Quoted passage »

New Intermediate Language Proposed
WillOutPower writes "Sun is inviting Cray (of supercomputer fame) and IBM (needs no introduction...) to join and create a new intermediate run-time language for high-performance computing. Java's bytecode, Java Grande, and Microsoft's IL language for the Common Language Runtime, it seems a natural progression. I wonder if the format will be in XML? Does this mean ubiquitous grid computing? Maybe now I won't have to write my neural network in C for performance :-)"
"There is no problem in computer science that cannot be solved by adding another layer of indirection."
All good compilers use at least one intermediate language. It's practically impossible to do good optimizations otherwise, even on a single platform. For example, you want to inline functions if that would improve performance, but in order to determine whether it improves performance means that you need to look at things like register allocation, which depends on things like the machine code implementation of complex expressions; however, inlining a function needs to be done with the higher level information about flow control and the structure of the function call. So you basically can't do any of the interesting optimizations without a good intermediate language.
Furthermore, getting from the high-level langauge to the intermediate language is cross-platform, which means that any optimizations done at this level are then available to all of the code generators for different platforms; this code is reused across back-ends. It also means that you can support multiple front-ends with the same back-end, and make your C++ and Java automatically compatible by virtue of sharing an intermediate language, and they also both benefit from the same architecture-specific back-end.

Excerpts from point annotation data:
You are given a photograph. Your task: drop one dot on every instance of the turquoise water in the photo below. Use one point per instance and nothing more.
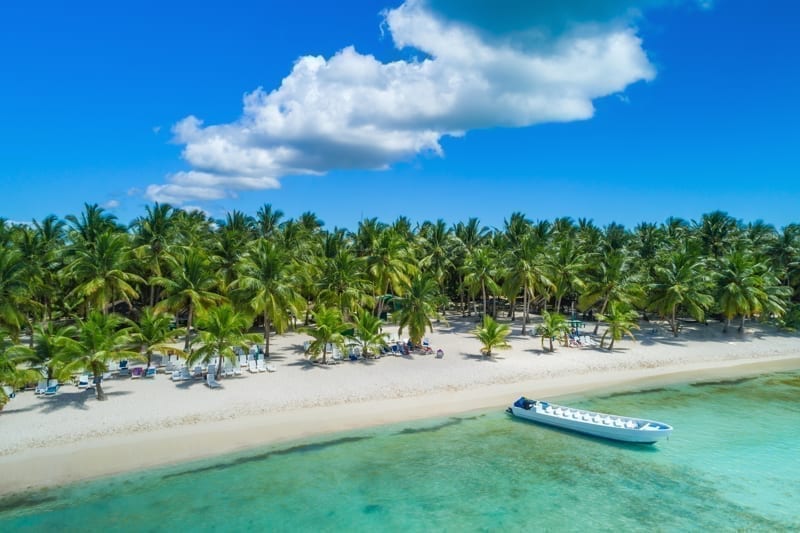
(733, 463)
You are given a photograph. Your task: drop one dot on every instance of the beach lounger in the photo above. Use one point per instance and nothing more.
(212, 382)
(83, 381)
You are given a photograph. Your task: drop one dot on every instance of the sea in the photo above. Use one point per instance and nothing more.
(731, 464)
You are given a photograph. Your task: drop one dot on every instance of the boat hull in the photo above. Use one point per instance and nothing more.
(619, 428)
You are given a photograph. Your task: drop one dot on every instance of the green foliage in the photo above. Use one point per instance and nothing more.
(492, 335)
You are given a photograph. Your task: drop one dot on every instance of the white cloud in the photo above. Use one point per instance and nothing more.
(354, 111)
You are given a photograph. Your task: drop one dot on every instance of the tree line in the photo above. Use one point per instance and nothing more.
(82, 271)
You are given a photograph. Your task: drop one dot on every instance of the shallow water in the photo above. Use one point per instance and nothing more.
(731, 464)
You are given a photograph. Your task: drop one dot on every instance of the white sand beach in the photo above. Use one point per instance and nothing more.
(71, 436)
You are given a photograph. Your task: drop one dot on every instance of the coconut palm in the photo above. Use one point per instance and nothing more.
(367, 333)
(221, 329)
(49, 349)
(14, 294)
(417, 307)
(190, 286)
(153, 331)
(100, 340)
(680, 280)
(152, 235)
(480, 273)
(267, 283)
(747, 287)
(608, 280)
(328, 330)
(103, 271)
(492, 335)
(620, 321)
(389, 265)
(553, 325)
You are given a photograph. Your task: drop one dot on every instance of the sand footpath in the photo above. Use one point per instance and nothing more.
(48, 441)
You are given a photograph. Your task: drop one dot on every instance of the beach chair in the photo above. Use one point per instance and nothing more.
(211, 381)
(83, 381)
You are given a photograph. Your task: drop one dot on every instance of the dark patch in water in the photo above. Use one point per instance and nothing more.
(25, 500)
(722, 382)
(430, 429)
(302, 448)
(635, 393)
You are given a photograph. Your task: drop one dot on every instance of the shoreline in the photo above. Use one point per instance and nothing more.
(128, 451)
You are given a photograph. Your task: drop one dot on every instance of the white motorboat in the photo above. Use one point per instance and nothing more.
(622, 428)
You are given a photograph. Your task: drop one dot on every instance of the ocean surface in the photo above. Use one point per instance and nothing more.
(732, 463)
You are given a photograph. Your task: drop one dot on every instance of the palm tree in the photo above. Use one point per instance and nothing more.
(221, 330)
(621, 320)
(268, 220)
(103, 271)
(49, 348)
(12, 368)
(680, 279)
(480, 273)
(492, 335)
(189, 286)
(343, 283)
(267, 283)
(153, 331)
(553, 325)
(417, 307)
(153, 234)
(101, 339)
(389, 265)
(328, 329)
(608, 281)
(747, 287)
(14, 294)
(367, 333)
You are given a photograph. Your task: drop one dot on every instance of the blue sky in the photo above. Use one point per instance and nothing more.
(632, 112)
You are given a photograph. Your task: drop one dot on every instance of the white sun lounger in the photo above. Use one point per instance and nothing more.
(212, 382)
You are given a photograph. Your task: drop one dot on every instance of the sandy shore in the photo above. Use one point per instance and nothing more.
(69, 437)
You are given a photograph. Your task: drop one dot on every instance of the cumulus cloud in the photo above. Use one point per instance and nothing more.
(354, 111)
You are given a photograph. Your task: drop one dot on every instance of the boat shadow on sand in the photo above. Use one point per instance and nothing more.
(632, 446)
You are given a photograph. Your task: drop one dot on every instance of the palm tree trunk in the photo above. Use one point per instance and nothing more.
(188, 328)
(267, 328)
(483, 290)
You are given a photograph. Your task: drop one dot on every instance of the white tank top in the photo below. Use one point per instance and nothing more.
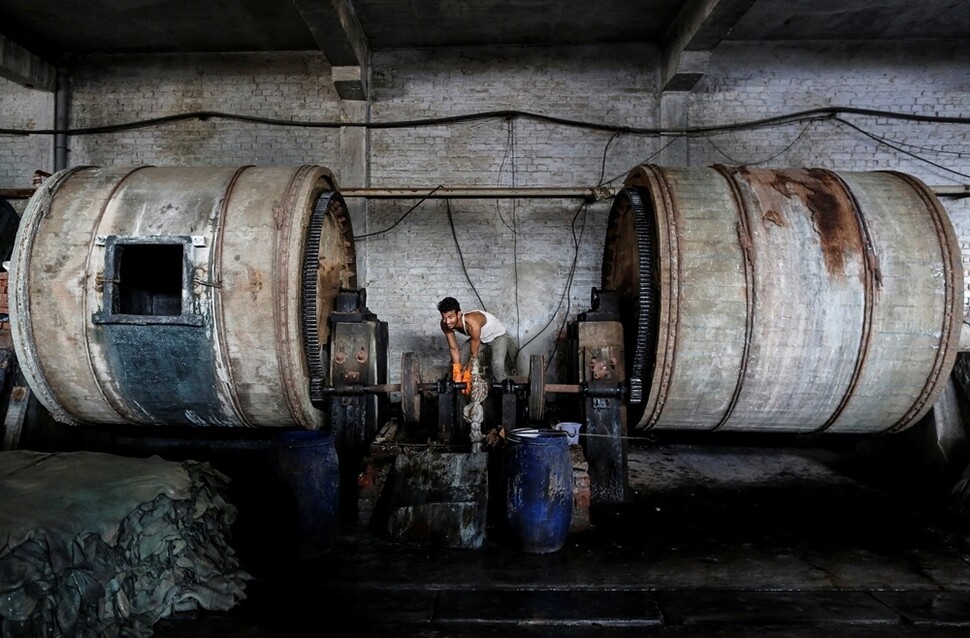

Required actions »
A. Answer these questions about the forum thread:
(i) Which two companies is Sun inviting to help create the new language?
(ii) What does the thread say all good compilers use?
(iii) Which optimization does the thread give as its example?
B. In the forum thread, rewrite the part that opens with the words "All good compilers" and closes with "good intermediate language.", changing "register allocation" to "instruction scheduling".
The entries are not needed for any of this.

Per-task outputs »
A.
(i) Cray and IBM.
(ii) At least one intermediate language.
(iii) Inlining functions.

B.
All good compilers use at least one intermediate language. It's practically impossible to do good optimizations otherwise, even on a single platform. For example, you want to inline functions if that would improve performance, but in order to determine whether it improves performance means that you need to look at things like instruction scheduling, which depends on things like the machine code implementation of complex expressions; however, inlining a function needs to be done with the higher level information about flow control and the structure of the function call. So you basically can't do any of the interesting optimizations without a good intermediate language.